## Text excerpt
=== Begin Enclosure ===

Back in 1970, I was fresh out of medical college and had just arrived in Uganda to work with the Ministry of Health as a doctor. Uganda was called the 'Pearl of Africa’. It was a very beautiful country and everything was so different. The climate was salubrious, even though Uganda is on equator. Uganda is at an elevation of about 3,000 ft. above sea level. It is home to tropical forests and sits on the shores of the great Lake Victoria, the largest freshwater lake in Africa. The people were simple, straightforward and happy-go-lucky. I loved the place and its people.
All these early experiences were novel to me, a young man who had stepped out of India for the very first time. I would write long letters to my folks back home describing the beauty of Uganda and its people. Those were the days when we heavily depended on our age-old postal system. That was the age prior to the advent of cell phones and internet which have transformed communication drastically today. Even the phone was a novelty in India of those days, and trunk calls were extremely rare. Handwritten letters were my only connection to my people back home. Unlike today, I was a very prolific writer of letters to my friends and people at home.
I was posted to a district hospital in Tororo in eastern Uganda, bordering Kenya. Tororo is famous for a strange rock formation, known as the Tororo Rock, and back in the day, there was a vibrant Indian community in the town.
It would take about a week to send or get a letter from India. One day when I got home from work, I discovered to my pleasant surprise that I had got an airmail letter from one of my cousins. Funnily though, when I saw the date stamps, I realized that I got it after a month and a half. I was stumped. Unlike today, the postal service was pretty efficient back then.
I looked at the stamps closely, and made a startling discovery. The reason for the delay was that the letter, instead of coming straight to Tororo, Uganda, was mistakenly dispatched to Toronto, Canada! Who knew that the names were so similar! When the error was realized in Toronto, it was redirected to the correct address, as second class mail (via sea mail). And that took a long time to reach my new home in Uganda.
Similarities in the names led to this faux pas. And it also gave me a cause for amusement.

=== End Enclosure ===

## Data entries
=== Begin Enclosure ===

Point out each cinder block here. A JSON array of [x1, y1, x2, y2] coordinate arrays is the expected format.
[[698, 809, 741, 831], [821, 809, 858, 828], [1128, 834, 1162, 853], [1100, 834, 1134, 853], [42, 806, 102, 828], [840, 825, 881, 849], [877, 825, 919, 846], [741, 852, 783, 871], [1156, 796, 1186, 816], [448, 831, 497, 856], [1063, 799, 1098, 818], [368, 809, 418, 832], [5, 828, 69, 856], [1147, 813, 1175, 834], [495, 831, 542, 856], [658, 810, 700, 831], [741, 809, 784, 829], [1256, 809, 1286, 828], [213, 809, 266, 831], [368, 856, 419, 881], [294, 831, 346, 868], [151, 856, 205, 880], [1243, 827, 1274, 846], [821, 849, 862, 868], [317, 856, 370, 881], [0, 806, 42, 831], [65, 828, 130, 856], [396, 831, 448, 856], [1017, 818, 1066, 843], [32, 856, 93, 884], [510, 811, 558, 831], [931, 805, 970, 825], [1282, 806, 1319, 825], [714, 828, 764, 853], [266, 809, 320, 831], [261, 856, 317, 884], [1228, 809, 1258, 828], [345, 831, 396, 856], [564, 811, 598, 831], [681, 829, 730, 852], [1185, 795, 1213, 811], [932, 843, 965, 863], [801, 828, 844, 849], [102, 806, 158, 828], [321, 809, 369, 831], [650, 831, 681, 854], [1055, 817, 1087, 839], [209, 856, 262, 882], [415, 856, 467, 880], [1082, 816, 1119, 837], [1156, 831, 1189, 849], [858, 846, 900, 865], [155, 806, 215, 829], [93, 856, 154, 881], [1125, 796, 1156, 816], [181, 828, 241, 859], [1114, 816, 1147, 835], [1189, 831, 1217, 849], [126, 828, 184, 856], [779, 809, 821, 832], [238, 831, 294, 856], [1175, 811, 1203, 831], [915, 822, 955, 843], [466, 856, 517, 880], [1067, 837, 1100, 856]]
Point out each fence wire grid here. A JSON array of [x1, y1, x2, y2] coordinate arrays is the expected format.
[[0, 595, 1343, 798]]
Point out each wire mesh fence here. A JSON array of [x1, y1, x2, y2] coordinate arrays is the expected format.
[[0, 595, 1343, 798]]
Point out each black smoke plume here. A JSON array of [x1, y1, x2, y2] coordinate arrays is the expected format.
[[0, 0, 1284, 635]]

=== End Enclosure ===

## Tasks to carry out
1. List every country named in the Uganda account.
2. According to the Uganda account, how long after it was sent did the cousin's airmail letter arrive?

## Results for each task
1. Uganda, India, Kenya, Canada

2. A month and a half.